'''

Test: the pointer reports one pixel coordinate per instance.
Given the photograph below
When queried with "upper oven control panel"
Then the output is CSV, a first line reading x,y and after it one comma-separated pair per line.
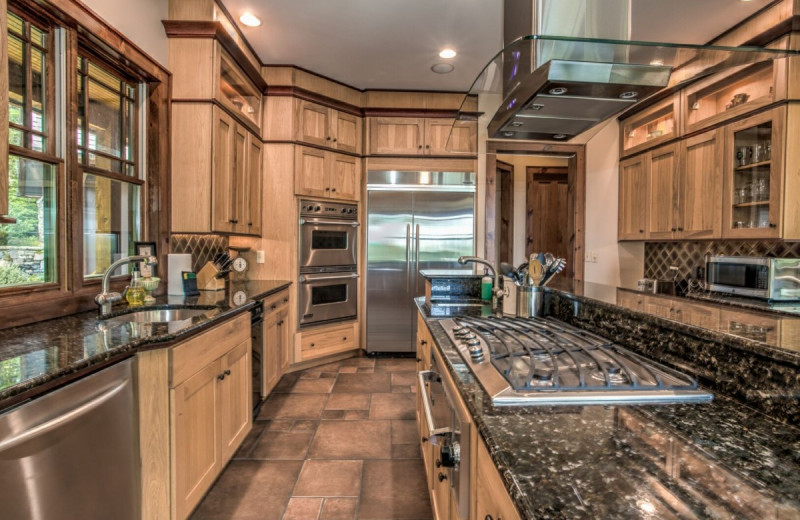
x,y
314,208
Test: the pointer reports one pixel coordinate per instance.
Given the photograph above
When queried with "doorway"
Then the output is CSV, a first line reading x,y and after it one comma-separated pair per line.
x,y
553,218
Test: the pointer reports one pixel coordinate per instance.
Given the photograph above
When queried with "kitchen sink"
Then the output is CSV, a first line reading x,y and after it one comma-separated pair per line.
x,y
158,315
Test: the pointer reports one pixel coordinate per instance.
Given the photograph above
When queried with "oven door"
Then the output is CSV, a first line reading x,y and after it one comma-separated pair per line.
x,y
325,243
328,296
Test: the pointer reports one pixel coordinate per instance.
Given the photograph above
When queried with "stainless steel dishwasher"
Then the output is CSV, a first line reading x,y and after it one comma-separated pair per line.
x,y
73,453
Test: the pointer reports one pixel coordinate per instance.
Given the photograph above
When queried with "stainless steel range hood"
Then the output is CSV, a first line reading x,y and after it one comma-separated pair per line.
x,y
557,87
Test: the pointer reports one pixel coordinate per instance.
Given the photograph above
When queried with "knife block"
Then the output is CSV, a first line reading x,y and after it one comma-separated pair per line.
x,y
207,278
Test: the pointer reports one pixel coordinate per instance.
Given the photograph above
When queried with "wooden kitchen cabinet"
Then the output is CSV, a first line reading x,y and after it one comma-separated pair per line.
x,y
632,199
321,173
420,136
323,126
491,498
197,398
276,339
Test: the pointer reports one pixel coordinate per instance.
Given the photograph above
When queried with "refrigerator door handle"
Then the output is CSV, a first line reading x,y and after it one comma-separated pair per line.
x,y
416,259
408,255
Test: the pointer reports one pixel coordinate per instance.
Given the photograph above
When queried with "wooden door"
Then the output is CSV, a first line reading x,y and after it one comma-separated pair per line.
x,y
236,394
547,202
253,183
461,136
223,188
195,430
313,124
762,218
663,200
346,131
505,212
344,176
492,499
633,199
310,172
701,186
396,136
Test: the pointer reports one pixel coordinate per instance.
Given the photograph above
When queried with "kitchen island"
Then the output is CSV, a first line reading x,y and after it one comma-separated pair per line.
x,y
735,457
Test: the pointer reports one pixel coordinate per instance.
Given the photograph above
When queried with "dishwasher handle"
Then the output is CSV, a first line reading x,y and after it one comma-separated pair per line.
x,y
428,376
60,420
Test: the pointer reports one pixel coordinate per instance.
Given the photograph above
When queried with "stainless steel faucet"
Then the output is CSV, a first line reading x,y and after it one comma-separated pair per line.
x,y
497,290
105,300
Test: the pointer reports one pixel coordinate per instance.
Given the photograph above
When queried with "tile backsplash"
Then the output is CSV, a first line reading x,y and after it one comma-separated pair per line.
x,y
203,248
687,256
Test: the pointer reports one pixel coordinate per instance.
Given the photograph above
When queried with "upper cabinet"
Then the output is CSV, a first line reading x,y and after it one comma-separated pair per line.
x,y
324,126
650,127
421,136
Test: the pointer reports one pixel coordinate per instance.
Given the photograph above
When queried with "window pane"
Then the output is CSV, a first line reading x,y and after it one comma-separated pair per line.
x,y
111,222
28,252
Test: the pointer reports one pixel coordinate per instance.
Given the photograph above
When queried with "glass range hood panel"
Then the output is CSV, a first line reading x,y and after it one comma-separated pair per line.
x,y
506,78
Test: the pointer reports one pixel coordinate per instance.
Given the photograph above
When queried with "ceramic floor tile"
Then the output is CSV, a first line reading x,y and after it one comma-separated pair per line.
x,y
394,490
302,508
329,478
393,406
362,383
348,402
293,406
250,490
339,509
352,440
282,445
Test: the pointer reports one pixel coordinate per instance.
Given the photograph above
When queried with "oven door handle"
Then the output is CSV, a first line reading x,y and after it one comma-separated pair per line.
x,y
425,376
304,221
306,279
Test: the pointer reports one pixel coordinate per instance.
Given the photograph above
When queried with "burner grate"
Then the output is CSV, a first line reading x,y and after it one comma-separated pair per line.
x,y
544,355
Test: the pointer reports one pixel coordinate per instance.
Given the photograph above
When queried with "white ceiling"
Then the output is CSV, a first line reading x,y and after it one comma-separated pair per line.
x,y
392,44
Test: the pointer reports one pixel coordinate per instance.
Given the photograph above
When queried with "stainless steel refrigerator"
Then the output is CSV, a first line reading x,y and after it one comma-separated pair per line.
x,y
415,221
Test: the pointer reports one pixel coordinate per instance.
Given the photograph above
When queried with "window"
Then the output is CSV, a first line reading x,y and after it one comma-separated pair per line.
x,y
108,157
29,248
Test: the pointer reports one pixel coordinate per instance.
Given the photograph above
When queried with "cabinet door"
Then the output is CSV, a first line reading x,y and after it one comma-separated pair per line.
x,y
344,176
195,420
663,201
223,191
438,131
632,199
396,136
236,407
701,186
313,124
753,167
253,183
492,499
310,172
346,132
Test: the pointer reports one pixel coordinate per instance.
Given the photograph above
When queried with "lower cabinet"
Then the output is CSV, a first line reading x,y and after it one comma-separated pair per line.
x,y
195,405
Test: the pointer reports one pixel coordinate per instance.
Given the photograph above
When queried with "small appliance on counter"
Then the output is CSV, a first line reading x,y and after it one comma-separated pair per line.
x,y
774,279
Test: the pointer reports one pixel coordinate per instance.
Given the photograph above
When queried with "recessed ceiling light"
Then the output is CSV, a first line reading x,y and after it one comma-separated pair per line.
x,y
442,68
250,20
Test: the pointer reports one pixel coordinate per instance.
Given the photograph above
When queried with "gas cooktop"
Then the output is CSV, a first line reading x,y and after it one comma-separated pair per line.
x,y
543,361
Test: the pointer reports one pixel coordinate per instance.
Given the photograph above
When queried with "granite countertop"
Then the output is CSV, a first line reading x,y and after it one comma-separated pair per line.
x,y
38,357
716,460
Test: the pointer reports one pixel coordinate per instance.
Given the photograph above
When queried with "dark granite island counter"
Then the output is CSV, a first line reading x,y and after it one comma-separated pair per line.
x,y
39,357
736,457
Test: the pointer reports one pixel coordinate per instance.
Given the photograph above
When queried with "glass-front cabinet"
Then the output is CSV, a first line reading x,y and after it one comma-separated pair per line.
x,y
752,202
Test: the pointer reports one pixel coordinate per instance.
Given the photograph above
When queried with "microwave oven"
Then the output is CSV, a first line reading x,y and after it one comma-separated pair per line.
x,y
776,279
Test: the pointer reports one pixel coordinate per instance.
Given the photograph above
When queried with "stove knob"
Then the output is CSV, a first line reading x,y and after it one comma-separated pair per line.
x,y
450,454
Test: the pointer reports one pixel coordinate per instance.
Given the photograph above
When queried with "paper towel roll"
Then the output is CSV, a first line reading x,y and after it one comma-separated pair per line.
x,y
177,264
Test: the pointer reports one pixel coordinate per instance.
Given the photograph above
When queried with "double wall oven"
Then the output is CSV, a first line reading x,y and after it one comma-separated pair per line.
x,y
328,255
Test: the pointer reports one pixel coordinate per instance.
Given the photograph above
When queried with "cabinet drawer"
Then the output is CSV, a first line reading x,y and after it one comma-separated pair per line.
x,y
328,340
190,357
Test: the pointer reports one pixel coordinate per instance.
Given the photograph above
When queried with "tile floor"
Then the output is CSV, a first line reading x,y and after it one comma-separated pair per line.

'''

### [AIM]
Your job is to transcribe the entries above exactly; skip the pictures.

### [WRITTEN SOLUTION]
Test: the pointer reports one pixel coordinate per instance.
Given the photograph below
When queried with "upper oven control panel"
Then the output is CSV, a first line reading x,y and after it one comma-separated pair per line.
x,y
314,208
Test: the pointer reports one pixel coordinate per instance.
Given the photograph above
When queried with "doorway"
Then the output is CSV, a first line reading x,y and after it one comma-separated pair per line.
x,y
553,218
Test: the pointer reports one pixel coordinate per instance.
Given the photograph above
When queried with "kitchen sink"
Then the output is CSV, a first line reading x,y and after it one comma-separated pair per line.
x,y
158,315
Test: the pointer reports one pixel coordinate per instance.
Given the photograph above
When queried with "oven door"
Then the output is CSV, a first line reading x,y and after it one comma-separated pair per line.
x,y
325,243
328,296
Test: the pointer reports one pixel coordinate per instance.
Given the photograph above
When queried with "stainless steel dishwasher"
Then the output is CSV, a first line reading x,y and after it one comma-separated pair per line.
x,y
73,453
Test: the pointer reports one pixel coordinate per instance.
Given the photograph above
When queried with "stainless steel range hood"
Then the output is CSV, a first line reading x,y and after it one comma-separated pair per line.
x,y
557,87
Test: the pointer reports one pixel coordinate per instance.
Given the photograph above
When queried with "knife block"
Then the output is CSV, a first line reading x,y and after it one comma-separated pair per line.
x,y
207,278
Test: the pointer reports one pixel coordinate per instance.
Given the photograph above
When queried with "wooden kitchen cabinet"
Then the output is CSV, a first line reading x,y and after it one comma-separated pair per line.
x,y
632,199
321,173
420,136
323,126
491,498
197,398
276,339
Test: the pointer reports one pixel coordinate per instance.
Given the photograph above
When queried with "refrigerator door handle"
Then the output is CSV, a first line reading x,y and after it one comma-separated pair per line.
x,y
416,259
408,255
Test: the pointer reports one pixel coordinate per instance.
Given the photograph above
When queried with "wooden door"
Then the output is CSV, a first line reading x,y and after it one comma-separated pair per line.
x,y
236,394
547,202
253,183
461,136
223,188
195,430
313,124
762,218
663,200
346,131
505,212
344,176
492,499
633,199
310,172
701,186
396,136
Test: the pointer reports one pixel coordinate per instance.
Given the photograph above
When queried with "kitchen island"
Then the output is CSV, a first line reading x,y and after it one comma-separated pair per line.
x,y
735,457
Test: the pointer reports one pixel coordinate per instance.
Given the photograph above
When queried with "dishwasher handle"
Then the output is CSV, a first line reading x,y and after it one comma-separated pair per line.
x,y
428,376
60,420
Test: the pointer reports one pixel coordinate per instance.
Given the photograph above
When queried with "stainless steel faucet"
Then the output is CSV, a first line reading x,y and after it one comma-separated pair per line.
x,y
497,290
105,300
Test: the pointer reports one pixel coordinate per instance.
Given the photograph above
When queried with "tile backsplash"
Then the output is CSV, a first line reading x,y and after it one comma-separated pair per line.
x,y
203,248
687,256
Test: the pointer reports one pixel coordinate per instance.
Given the photograph above
When queried with "upper cabinet"
Then the output is CSV, a first line reading x,y and after it one comma-separated pair per line.
x,y
324,126
650,127
421,136
Test: the pointer reports one pixel coordinate per instance.
Given the photograph above
When queried with "window pane"
Then the output is CSV, a first line reading x,y and after it one comma-separated pair per line.
x,y
111,222
28,252
Test: the pointer reports one pixel coordinate per instance.
Given the photograph above
When queried with "glass range hood panel"
Then the output is CSV, a first line reading x,y and after it one comma-separated pair per line.
x,y
506,78
Test: the pointer reports one pixel coordinate per instance.
Given the photograph above
When queried with "ceramic floor tile"
Then the output is CSV, a first line reading x,y and after it one comma-separated pair per line.
x,y
394,490
302,508
329,478
393,406
362,383
348,402
293,406
250,490
339,509
352,440
282,445
Test: the pointer reports one pixel coordinate per instance.
Given the photograph above
When queried with "oven door handle"
Then the output is CSV, a first line reading x,y and after it one comma-separated pair per line.
x,y
425,376
304,221
306,279
Test: the pointer reports one pixel coordinate per instance.
Given the photograph above
When queried with "burner grate"
Then the output is CSV, a first line reading x,y and after it one comma-separated pair per line.
x,y
544,355
Test: the pointer reports one pixel coordinate per instance.
Given the photograph above
When queried with "white ceiling"
Then the output is CSV, a first line reading x,y and after it one comma-separated pair per line.
x,y
392,44
Test: the pointer reports one pixel coordinate per instance.
Given the photograph above
When queried with "stainless steel refrigerator"
Then the output is CSV, a first line reading x,y and after it one comma-separated pair per line.
x,y
415,221
Test: the pointer reports one pixel coordinate per instance.
Given the photograph above
When queried with "window"
Then the output is CSV, a first line reading x,y and after it one comma-separated pair per line.
x,y
108,157
29,248
Test: the pointer reports one pixel coordinate per instance.
Given the photograph above
When queried with "cabinet door"
Then the output is CSV, a first line reading x,y and after it one comma-separated pair per line.
x,y
344,176
195,420
663,201
223,191
438,131
632,199
396,136
236,407
701,186
313,124
753,167
253,183
492,499
310,172
346,132
Test: the pointer reports one pixel coordinate per instance.
Given the photograph above
When queried with "lower cabinet"
Then the output is CSV, a first line reading x,y and after it one comma-separated pair per line.
x,y
195,405
Test: the pointer reports one pixel coordinate per instance.
Given the photograph above
When queried with "small appliance on counter"
Then the output is CSV, a first line reading x,y and after it one comma-separated pair per line.
x,y
774,279
Test: the pointer reports one pixel coordinate per instance.
Given the photograph above
When queried with "recessed ceiling light"
Then the output is CSV, a first line reading x,y and after it one comma-separated pair per line.
x,y
442,68
250,20
Test: the pointer reports one pixel coordinate per instance.
Given the photograph above
When queried with "gas cooktop"
Then the output is CSV, a first line reading x,y and after it one comma-separated pair per line.
x,y
543,361
Test: the pointer reports one pixel coordinate per instance.
Given the photograph above
When queried with "granite countertop"
Then the output is CSV, a first line reading x,y and after it one comma-separated pair per line.
x,y
38,357
716,460
Test: the pointer reports one pixel coordinate per instance.
Given the photograph above
When queried with "dark granite island counter"
Then the output is CSV, a first line reading x,y and after it one comma-separated pair per line.
x,y
39,357
736,457
Test: the pointer reports one pixel coordinate per instance.
Given the photograph above
When queried with "glass-front cabinet"
Then the output is CSV, a first line reading x,y and after it one comma-separated pair per line.
x,y
752,202
Test: the pointer reports one pixel coordinate per instance.
Given the photograph above
When queried with "microwave oven"
Then the output is CSV, a first line reading x,y and after it one comma-separated pair per line.
x,y
776,279
Test: the pointer reports one pixel coordinate per instance.
Given the photograph above
When queried with "stove knob"
Then the output is CSV, a first line reading x,y and after it one comma-separated pair per line.
x,y
450,454
Test: the pointer reports one pixel coordinate per instance.
Given the photograph above
When queried with "paper towel roll"
Then the output is CSV, a first line reading x,y and after it one comma-separated pair per line.
x,y
177,264
Test: the pointer reports one pixel coordinate per instance.
Given the photograph above
When queried with "double wall oven"
Then the output is CSV, a first line reading x,y and after it one comma-separated pair per line.
x,y
328,255
Test: the pointer reports one pixel coordinate per instance.
Given the photograph above
When queried with "cabinet drawer"
Then the output is CSV, a first line reading x,y and after it one comma-separated pair per line.
x,y
328,340
190,357
Test: the pointer reports one pixel coordinate per instance.
Given the photograph above
When queried with "tile floor"
Then the output is CSV, a first line reading x,y and after it one comma-separated pair per line.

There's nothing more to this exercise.